- _Selected text_

Need to sanity-check new lexical sources? Import glitchlings.lexicon.metrics and call compare_lexicons(...) to benchmark synonym diversity, ≥3-substitute coverage, and mean cosine similarity against previously captured baselines.

Prefer the legacy WordNet behaviour? Install nltk, download its WordNet corpus (python -m nltk.downloader wordnet), and update config.toml so the lexicon.priority includes "wordnet" ahead of the vector cache.

Run the test suite

Execute the automated tests from the repository root:

pytest

The suite covers determinism guarantees, dataset integrations, and parity between Python and Rust implementations. Vector-backed lexicons ship with the repository so the Jargoyle tests run without external downloads, while optional WordNet checks are gated behind the legacy backend being available.

- _Data extract_
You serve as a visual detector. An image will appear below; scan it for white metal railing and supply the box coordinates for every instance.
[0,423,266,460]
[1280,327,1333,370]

- _Direction A_
From the README excerpt, list every metric that compare_lexicons(...) benchmarks.
- _Direction B_
Reproduce the stretch of the README excerpt from "Prefer the legacy" through "the vector cache." word for word.
The data has no connection to the README excerpt.

- _Correct answer A_
synonym diversity
≥3-substitute coverage
mean cosine similarity

- _Correct answer B_
Prefer the legacy WordNet behaviour? Install nltk, download its WordNet corpus (python -m nltk.downloader wordnet), and update config.toml so the lexicon.priority includes "wordnet" ahead of the vector cache.